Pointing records
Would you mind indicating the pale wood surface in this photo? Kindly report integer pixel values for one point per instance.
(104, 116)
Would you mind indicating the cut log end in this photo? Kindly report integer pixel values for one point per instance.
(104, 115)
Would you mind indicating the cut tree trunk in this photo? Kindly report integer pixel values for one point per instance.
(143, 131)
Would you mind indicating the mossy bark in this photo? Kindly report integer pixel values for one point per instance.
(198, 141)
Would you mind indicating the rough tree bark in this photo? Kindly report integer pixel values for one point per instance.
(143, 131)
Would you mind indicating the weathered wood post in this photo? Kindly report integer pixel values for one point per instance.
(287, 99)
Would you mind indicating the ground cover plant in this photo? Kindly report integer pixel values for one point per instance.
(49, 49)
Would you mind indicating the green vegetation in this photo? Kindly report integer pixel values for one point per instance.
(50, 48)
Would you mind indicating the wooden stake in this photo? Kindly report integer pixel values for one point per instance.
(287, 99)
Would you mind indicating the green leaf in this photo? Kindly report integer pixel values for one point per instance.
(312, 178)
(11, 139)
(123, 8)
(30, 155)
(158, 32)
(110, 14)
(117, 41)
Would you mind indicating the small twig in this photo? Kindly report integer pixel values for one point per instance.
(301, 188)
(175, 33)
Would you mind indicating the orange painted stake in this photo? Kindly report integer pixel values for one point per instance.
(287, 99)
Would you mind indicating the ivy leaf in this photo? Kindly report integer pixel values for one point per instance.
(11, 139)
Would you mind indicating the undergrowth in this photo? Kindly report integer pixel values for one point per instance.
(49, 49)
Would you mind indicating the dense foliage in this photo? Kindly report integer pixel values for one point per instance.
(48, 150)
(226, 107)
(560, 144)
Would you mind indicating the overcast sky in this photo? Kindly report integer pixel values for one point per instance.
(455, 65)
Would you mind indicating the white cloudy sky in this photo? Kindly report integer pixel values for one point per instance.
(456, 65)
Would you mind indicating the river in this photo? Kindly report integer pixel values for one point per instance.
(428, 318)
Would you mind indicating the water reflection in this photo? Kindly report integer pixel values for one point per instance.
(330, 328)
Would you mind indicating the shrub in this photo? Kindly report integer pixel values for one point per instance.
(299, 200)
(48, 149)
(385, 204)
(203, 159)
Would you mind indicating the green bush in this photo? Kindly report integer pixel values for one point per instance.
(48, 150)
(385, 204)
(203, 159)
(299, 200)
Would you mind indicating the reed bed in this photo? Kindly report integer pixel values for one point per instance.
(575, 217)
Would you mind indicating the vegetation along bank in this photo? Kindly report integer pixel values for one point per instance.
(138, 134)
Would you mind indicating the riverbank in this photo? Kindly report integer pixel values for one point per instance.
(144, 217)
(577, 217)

* WRITTEN PROBLEM *
Render all the records above as a two-column CSV with the header request,points, one row for each request: put its text in the request column and its answer in the points column. Wrap every field in double quotes, and turn any line breaks inside a field into spaces.

* TASK ANSWER *
request,points
"Would you mind indicating the pale wood surface in this photo? Kindly report integer pixel values for one point per instance.","(104, 116)"
"Would you mind indicating the cut log end in this photo? Kindly report integer pixel values for one point per instance.","(104, 115)"
"Would you mind indicating the cut tree trunk in this photo? Kindly report integer pixel values for one point per instance.","(143, 131)"
"Would you mind indicating the mossy bark in this photo? Kindly report integer pixel values for one point per instance.","(198, 141)"
"Would you mind indicating the rough tree bark in this photo? Kindly report integer pixel values for one point per instance.","(143, 131)"
"Would you mind indicating the weathered wood post in this photo? Kindly report integer pixel values for one point per instance.","(287, 99)"
"Would you mind indicating the ground cover plant in this photo? Kindly report integer pixel values for one point per instance.","(49, 49)"
"Would you mind indicating the green vegetation in this photo? Kindly report integer pixel values for one point per instance.","(50, 48)"
"Would you mind indicating the wooden stake in this photo? Kindly report integer pixel values for one point per instance.","(287, 99)"
"Would you mind indicating the green leaf in this photo? Kindly report integer pixel values for one point per instance.","(312, 178) (11, 139) (123, 8) (30, 155) (158, 32) (110, 14) (117, 41)"
"Would you mind indicating the small twig in this photo? Kindly report integer pixel values for one point per instance.","(301, 188) (175, 33)"
"Would you mind indicating the orange painted stake in this photo? Kindly report integer pixel values for one point per instance.","(287, 99)"
"Would you mind indicating the ivy leaf in this photo? Kindly report integer pixel values for one point per instance.","(11, 139)"
"Would you mind indicating the undergrowth in this photo? Kindly report integer pixel values for one point per instance.","(49, 49)"
"Would you mind indicating the dense foliage in this photo? Kindly report integer pixel values for one point per instance.","(48, 150) (226, 107) (560, 144)"
"Would you mind indicating the overcast sky in this photo? Kindly report integer pixel values for one point per instance.","(455, 65)"
"Would you mind indicating the white cloudy sky in this photo? Kindly report integer pixel values for one point per instance.","(456, 65)"
"Would you mind indicating the river in this photo? Kindly report integer pixel values for one point per instance.","(428, 318)"
"Would you mind indicating the water reflection in this photo? Kindly report integer pixel values for one point per instance.","(330, 328)"
"Would you mind indicating the shrub in this photo? Kindly report integer pixel values for one point per instance.","(299, 200) (48, 149) (385, 204) (203, 159)"
"Would you mind indicating the green bush in this photo? Kindly report integer pixel values for one point per instance.","(48, 150) (385, 204) (203, 159) (299, 200)"
"Would you mind indicating the reed bed in this photo? Kindly report integer pixel values for one point per instance.","(575, 217)"
"Would you mind indicating the vegetation along bank in this photo? Kindly report integer pixel values for one point per instance.","(138, 134)"
"Would you mind indicating the riverbank in this photo? Kindly report integer pixel values for one point per instance.","(144, 217) (577, 217)"